**YOUR INSTRUCTIONS:**
Edit the material from its beginning through the line with "point(557, 348)", replacing "turquoise sea water" with "clear lagoon water" and changing nothing else.

**DATA SHOWN:**
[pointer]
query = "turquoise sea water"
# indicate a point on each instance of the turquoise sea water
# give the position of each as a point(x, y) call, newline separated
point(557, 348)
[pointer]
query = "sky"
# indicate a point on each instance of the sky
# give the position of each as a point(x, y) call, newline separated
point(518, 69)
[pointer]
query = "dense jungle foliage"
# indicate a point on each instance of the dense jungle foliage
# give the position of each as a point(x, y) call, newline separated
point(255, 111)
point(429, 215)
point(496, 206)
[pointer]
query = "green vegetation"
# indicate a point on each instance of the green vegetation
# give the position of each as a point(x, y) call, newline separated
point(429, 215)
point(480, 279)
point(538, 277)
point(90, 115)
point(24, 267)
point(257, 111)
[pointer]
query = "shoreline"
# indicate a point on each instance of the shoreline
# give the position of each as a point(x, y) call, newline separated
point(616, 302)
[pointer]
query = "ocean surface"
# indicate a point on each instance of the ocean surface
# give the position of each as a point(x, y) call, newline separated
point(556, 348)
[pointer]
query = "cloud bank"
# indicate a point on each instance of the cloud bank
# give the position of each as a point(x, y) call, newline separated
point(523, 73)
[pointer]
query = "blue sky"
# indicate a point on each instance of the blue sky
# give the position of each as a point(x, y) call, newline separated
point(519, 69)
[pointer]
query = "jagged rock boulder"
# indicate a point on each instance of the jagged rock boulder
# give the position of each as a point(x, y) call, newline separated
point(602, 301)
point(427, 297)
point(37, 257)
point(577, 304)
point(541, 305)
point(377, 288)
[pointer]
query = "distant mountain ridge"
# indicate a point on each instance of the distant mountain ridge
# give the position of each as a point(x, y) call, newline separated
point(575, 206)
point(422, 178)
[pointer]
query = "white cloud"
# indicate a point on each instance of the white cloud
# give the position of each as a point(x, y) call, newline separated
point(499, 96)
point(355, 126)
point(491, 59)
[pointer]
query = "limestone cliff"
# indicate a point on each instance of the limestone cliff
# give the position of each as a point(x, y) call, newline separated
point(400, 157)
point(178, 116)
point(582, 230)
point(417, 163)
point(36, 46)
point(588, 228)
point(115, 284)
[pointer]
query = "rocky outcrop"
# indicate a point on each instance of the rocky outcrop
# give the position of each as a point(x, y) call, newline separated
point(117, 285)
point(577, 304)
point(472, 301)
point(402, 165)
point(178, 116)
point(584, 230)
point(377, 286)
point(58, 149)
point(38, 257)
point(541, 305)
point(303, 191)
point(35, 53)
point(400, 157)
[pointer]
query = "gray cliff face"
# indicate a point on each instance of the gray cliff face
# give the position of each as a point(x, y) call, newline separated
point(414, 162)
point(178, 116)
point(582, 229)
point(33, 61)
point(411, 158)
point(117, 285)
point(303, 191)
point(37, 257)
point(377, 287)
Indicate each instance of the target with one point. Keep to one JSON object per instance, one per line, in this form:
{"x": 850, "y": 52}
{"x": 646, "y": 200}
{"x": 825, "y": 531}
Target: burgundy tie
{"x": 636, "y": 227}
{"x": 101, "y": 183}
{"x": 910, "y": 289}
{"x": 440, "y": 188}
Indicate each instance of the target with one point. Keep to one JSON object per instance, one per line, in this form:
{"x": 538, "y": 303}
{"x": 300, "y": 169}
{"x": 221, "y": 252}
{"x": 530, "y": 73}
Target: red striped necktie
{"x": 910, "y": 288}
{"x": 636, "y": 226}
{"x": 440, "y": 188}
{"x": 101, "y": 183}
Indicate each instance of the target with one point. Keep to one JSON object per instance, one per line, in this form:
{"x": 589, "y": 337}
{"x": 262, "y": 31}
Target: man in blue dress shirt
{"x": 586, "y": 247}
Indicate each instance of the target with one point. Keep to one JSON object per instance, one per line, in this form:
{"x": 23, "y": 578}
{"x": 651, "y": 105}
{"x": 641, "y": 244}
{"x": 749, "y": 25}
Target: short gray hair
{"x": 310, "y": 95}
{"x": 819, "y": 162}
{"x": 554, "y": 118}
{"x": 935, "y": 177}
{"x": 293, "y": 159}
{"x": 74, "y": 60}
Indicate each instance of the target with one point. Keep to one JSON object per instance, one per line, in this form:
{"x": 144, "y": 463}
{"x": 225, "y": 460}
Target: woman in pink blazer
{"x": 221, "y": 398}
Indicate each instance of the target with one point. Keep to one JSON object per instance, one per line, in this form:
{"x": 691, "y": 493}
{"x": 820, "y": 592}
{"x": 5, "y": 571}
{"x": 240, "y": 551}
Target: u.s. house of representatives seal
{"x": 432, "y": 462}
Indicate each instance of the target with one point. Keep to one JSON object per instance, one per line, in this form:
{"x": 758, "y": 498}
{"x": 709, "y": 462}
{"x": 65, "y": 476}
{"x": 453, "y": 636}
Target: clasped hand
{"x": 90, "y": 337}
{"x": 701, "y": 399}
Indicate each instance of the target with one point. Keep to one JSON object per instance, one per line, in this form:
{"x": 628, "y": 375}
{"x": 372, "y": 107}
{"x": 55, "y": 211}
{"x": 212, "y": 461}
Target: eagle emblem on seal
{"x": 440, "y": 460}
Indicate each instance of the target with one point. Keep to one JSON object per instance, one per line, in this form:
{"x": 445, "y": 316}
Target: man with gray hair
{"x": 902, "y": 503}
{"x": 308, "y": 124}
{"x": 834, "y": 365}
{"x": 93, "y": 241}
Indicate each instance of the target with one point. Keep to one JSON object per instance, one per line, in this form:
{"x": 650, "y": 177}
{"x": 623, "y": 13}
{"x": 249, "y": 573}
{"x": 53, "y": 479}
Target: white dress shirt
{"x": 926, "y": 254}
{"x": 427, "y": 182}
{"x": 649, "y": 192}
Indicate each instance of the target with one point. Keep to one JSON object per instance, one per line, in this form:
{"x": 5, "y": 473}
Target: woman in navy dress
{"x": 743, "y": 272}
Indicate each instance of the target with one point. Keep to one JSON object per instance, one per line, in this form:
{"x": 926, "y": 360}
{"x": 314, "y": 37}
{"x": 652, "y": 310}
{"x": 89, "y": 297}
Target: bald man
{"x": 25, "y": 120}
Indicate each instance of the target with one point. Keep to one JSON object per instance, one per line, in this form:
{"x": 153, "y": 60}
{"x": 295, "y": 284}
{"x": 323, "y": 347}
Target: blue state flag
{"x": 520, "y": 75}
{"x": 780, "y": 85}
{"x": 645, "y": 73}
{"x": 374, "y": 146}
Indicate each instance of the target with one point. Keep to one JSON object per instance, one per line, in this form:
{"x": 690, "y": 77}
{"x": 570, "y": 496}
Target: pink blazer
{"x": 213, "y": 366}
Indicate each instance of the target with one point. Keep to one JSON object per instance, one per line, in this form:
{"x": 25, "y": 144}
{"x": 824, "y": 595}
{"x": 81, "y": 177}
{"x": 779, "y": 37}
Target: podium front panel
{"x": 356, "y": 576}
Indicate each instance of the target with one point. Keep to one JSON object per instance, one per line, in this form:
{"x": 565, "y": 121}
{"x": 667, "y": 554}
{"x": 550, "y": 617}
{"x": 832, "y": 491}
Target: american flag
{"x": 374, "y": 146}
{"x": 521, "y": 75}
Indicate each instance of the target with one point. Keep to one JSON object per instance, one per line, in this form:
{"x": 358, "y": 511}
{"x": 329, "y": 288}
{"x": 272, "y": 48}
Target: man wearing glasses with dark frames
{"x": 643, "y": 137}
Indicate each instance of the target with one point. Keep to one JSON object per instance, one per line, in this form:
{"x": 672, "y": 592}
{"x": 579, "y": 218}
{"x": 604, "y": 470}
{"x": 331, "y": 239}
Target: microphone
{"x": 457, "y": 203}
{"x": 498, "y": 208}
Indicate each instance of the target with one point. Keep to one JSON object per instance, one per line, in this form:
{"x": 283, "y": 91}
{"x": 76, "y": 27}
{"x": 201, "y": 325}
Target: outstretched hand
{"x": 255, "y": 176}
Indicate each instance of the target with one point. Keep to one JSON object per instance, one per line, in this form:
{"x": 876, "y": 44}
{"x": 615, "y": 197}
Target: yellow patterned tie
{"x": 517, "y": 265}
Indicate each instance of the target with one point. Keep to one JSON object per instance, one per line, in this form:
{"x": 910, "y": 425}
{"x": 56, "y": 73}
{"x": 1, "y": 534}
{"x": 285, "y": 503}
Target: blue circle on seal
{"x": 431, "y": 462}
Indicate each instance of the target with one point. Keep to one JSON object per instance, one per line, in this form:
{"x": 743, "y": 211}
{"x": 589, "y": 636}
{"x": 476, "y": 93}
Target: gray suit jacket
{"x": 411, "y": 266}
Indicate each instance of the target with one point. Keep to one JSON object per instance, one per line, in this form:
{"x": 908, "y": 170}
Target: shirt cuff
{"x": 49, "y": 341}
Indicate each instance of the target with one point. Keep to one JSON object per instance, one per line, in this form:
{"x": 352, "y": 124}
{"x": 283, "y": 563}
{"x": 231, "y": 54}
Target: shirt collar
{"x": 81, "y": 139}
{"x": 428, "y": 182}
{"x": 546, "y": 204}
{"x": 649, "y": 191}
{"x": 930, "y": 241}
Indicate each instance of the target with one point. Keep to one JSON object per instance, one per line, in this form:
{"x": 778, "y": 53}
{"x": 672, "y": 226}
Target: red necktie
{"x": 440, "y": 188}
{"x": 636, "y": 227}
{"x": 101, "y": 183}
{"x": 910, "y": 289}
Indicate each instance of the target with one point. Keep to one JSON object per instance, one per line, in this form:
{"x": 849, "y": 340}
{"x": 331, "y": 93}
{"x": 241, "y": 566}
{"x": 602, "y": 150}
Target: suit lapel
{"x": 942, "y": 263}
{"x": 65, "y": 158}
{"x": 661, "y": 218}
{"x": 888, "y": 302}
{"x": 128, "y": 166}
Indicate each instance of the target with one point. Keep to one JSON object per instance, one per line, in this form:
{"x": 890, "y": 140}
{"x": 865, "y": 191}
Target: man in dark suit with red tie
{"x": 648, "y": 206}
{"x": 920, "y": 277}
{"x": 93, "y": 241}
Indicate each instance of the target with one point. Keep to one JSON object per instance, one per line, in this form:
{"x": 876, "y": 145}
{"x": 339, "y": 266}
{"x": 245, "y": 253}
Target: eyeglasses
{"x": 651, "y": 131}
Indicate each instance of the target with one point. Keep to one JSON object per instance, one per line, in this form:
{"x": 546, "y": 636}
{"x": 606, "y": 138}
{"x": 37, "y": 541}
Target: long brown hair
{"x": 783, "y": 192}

**FULL OUTPUT:**
[pointer]
query = "clear lagoon water"
# indicate a point on each instance of the clear lagoon water
# give the position of each as a point(x, y) call, newline separated
point(557, 348)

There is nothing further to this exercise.